- DATA TO USE -
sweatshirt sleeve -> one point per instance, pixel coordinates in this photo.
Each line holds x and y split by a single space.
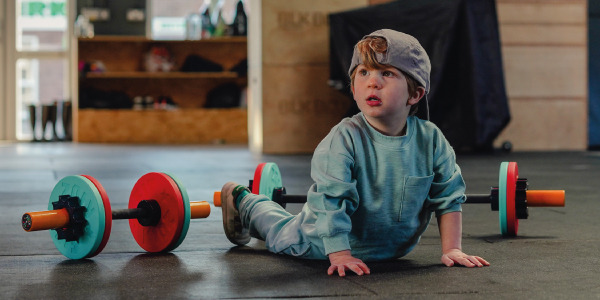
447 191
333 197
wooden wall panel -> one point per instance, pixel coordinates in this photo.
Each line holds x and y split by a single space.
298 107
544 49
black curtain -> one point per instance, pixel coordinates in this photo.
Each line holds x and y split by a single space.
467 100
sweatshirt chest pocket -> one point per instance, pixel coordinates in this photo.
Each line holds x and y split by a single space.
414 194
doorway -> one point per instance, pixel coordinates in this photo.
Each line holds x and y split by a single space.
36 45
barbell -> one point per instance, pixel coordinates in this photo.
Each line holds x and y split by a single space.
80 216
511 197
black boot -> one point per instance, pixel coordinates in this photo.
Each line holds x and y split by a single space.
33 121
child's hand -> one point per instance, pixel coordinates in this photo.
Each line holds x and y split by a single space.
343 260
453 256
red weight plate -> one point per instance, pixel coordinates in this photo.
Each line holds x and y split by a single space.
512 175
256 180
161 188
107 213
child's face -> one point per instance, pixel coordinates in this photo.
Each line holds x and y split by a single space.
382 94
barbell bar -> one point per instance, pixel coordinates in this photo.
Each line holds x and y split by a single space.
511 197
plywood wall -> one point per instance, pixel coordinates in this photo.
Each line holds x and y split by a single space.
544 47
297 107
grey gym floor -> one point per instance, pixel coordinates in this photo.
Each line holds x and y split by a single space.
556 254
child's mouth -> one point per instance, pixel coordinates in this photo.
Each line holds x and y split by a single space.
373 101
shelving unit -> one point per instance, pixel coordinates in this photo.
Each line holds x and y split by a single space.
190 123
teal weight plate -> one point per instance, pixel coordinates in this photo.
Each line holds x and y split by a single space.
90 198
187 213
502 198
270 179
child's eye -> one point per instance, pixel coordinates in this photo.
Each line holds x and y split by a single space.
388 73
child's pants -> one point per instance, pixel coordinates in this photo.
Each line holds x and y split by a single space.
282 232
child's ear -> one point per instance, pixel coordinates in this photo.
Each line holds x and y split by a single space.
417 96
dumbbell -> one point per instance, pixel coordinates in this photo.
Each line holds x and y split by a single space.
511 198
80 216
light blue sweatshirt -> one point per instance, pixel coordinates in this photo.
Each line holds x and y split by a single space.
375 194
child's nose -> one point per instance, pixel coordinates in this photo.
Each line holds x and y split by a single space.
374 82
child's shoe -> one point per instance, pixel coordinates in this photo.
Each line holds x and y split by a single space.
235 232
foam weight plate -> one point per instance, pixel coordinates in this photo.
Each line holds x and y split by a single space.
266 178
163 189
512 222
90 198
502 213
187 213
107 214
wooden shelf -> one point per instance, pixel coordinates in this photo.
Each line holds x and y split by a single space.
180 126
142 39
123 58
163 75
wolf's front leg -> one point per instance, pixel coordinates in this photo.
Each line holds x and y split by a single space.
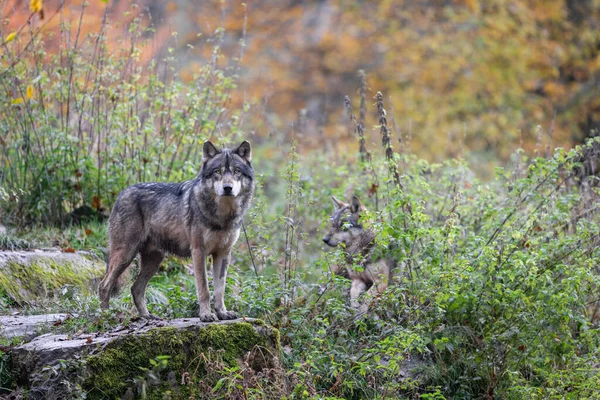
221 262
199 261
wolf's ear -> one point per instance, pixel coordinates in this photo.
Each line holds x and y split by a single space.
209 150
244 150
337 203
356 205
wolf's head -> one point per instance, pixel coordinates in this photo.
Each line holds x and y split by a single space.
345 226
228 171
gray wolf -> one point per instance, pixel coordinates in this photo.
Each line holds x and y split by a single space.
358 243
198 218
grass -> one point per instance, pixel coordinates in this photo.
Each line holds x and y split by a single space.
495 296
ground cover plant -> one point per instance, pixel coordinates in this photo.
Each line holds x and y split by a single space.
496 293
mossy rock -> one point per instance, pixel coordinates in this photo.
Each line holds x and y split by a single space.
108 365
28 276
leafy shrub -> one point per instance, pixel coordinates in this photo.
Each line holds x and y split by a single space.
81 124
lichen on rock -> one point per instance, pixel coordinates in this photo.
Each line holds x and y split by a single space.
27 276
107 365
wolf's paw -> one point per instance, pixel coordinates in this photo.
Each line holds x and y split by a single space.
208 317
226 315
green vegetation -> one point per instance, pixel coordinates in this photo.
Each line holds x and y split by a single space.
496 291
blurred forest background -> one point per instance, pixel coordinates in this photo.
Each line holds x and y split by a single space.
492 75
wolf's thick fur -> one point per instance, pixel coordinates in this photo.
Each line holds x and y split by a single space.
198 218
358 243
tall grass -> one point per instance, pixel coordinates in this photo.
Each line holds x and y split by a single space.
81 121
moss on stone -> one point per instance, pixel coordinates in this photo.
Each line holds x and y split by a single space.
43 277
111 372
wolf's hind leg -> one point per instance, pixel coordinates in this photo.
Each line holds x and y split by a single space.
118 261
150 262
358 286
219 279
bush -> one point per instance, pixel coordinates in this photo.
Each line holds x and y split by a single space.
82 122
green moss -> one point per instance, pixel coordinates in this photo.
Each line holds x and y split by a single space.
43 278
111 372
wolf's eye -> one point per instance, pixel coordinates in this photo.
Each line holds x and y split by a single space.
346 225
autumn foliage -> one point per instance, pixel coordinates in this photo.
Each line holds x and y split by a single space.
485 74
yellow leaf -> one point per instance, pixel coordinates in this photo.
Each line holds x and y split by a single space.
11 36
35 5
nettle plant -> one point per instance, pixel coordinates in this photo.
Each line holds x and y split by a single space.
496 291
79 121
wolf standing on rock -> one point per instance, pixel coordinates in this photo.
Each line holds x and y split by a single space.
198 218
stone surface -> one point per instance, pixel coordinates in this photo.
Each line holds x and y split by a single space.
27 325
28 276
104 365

- TASK TO COMPLETE -
A faithful copy of the records above is needed, with the pictures left out.

- EXERCISE ANSWER -
sweatshirt sleeve -> one point per instance, pixel coordinates in this photo.
Each line holds x and y split by a single space.
447 191
333 197
wooden wall panel -> one point per instance, pixel coordinates in this photo.
Each line holds x and y split by a single space.
298 107
544 49
black curtain -> one point per instance, pixel coordinates in this photo.
Each line holds x and y split by a single space.
467 100
sweatshirt chest pocket -> one point per instance, pixel coordinates in this photo.
Each line holds x and y split by a single space.
414 194
doorway -> one point per instance, pixel coordinates in this photo.
Each line holds x and y split by a single space.
36 45
barbell -> one point per instance, pixel coordinates in this photo.
Each line holds x and y split by a single space.
80 216
511 197
black boot -> one point per instance, pixel coordinates in this photo.
Each line holds x and y split by a single space.
33 121
child's hand -> one point per instance, pixel coordinates in this photo.
Each line holds x and y split by a single space.
343 260
453 256
red weight plate -> one point per instance, pixel coordinates in this photo.
Each line holds x and y split by a single space.
512 175
256 180
161 188
107 213
child's face -> one point per instance, pixel coordinates in this photo.
Each line holds x and y split by a single space.
382 94
barbell bar -> one point per instance, pixel coordinates in this photo.
Each line holds x and y split by a single space.
511 197
plywood wall -> one point per instance, pixel coordinates in this photo.
Each line holds x and y split by a single space.
544 47
297 107
grey gym floor -> one point per instance, pixel coordinates in this photo.
Each line holds x and y split by a single space.
556 254
child's mouth -> one point per instance, pixel coordinates in this photo.
Each line holds x and y split by a single space.
373 101
shelving unit -> one point per instance, pixel coordinates in this photo.
Each line holds x and y split by a single space.
190 123
teal weight plate -> one point per instance, pixel coordinates in this photo.
Each line holds x and y split by a single space.
90 198
187 213
502 198
270 179
child's eye -> one point per instance, pixel coordinates in this photo.
Each line holds x and y split by a single space.
388 73
child's pants -> one point per instance, pixel coordinates in this photo.
Each line holds x and y split by a single space.
282 232
child's ear -> one point per instance, pixel coordinates in this photo.
Each line holds x and y split by a single space.
417 96
dumbbell -> one point per instance, pixel coordinates in this photo.
Each line holds x and y split by a single space.
511 198
80 216
light blue sweatshirt -> one point per instance, pixel coordinates in this photo.
Each line holds x and y split by a single space.
375 194
child's nose -> one point per instance, pixel coordinates in this photo.
Each line holds x and y split by a single space.
374 82
child's shoe -> one point per instance, pixel coordinates in this photo.
Each line holds x and y split by a single space.
235 232
foam weight plate -> one point per instance, pixel coordinates in this photo.
Each line holds x and y split by a single space.
266 178
163 189
512 222
90 198
502 213
187 213
107 214
wooden shelf -> one point per instance, pixel coordinates in this photo.
Each line holds x and y split by a single space.
180 126
142 39
123 58
163 75
wolf's front leg -> one point per instance, pixel coordinates in this photo.
Each line holds x and y split by a single space.
221 262
199 261
wolf's ear -> one point per instance, pixel coordinates in this photo.
Each line holds x and y split by a single space.
209 150
244 150
337 203
356 205
wolf's head -> one point per instance, pixel coordinates in this photo.
Each line holds x and y split by a single space.
345 226
228 171
gray wolf -> one point per instance, pixel coordinates in this photo.
Each line holds x and y split by a single space.
358 243
198 218
grass -> one point per instance, pixel coordinates in this photo.
Each line holds x and y split by a single space.
495 296
ground cover plant -> one point per instance, pixel coordinates in this photo.
Each line holds x and y split by a single space.
496 293
mossy rock -> one point per instance, pixel coordinates in this photo.
Each line holds x and y split by a single space.
108 365
28 276
leafy shrub -> one point per instance, pixel coordinates in this photo.
Each line holds x and y split by a single space.
81 124
lichen on rock -> one point per instance, pixel coordinates in this photo.
Each line holds x and y split by a single space.
27 276
107 365
wolf's paw -> one point per instance, pixel coordinates in this photo.
Each line holds x and y split by a single space.
208 317
226 315
green vegetation -> one point per instance, pixel coordinates in this photo.
Each line holds x and y split by a single space.
496 291
blurred forest background -> one point per instance, pixel coordinates in this photo.
Each line holds x and y split by a single space.
492 75
wolf's thick fur -> one point per instance, pixel coordinates in this photo.
Each line holds x and y split by a single space.
198 218
358 243
tall grass -> one point per instance, pixel coordinates in this photo.
Each line holds x and y split by a single space.
81 121
moss on stone -> one point per instance, pixel coordinates in this photo.
Each line holds x and y split by a single space.
43 277
111 372
wolf's hind leg -> one point per instance, pixel coordinates in this photo.
Each line holds x and y split by a single space.
118 261
150 262
358 286
219 279
bush -> one point per instance, pixel coordinates in this photo.
Each line holds x and y split by a single space.
82 122
green moss -> one point per instance, pixel coordinates in this photo.
Each line holds x and y split by a single space.
43 278
111 372
wolf's eye -> one point per instance, pixel coordinates in this photo.
Each line holds x and y split by a single space.
346 225
autumn foliage -> one point per instance, pixel coordinates in this photo.
Each line holds x and y split by a single space.
485 74
yellow leaf -> one point per instance, pixel coordinates in this photo.
Each line holds x and y split by a single space.
11 36
35 5
nettle plant -> one point per instance, pixel coordinates in this photo.
Each line holds x and y split by a single space.
496 291
79 121
wolf standing on rock -> one point per instance, pixel coordinates in this photo.
Each line holds x and y split by a single space.
198 218
stone surface -> one point per instance, pixel coordinates in this photo.
Each line holds x and y split by a single space.
27 325
28 276
104 365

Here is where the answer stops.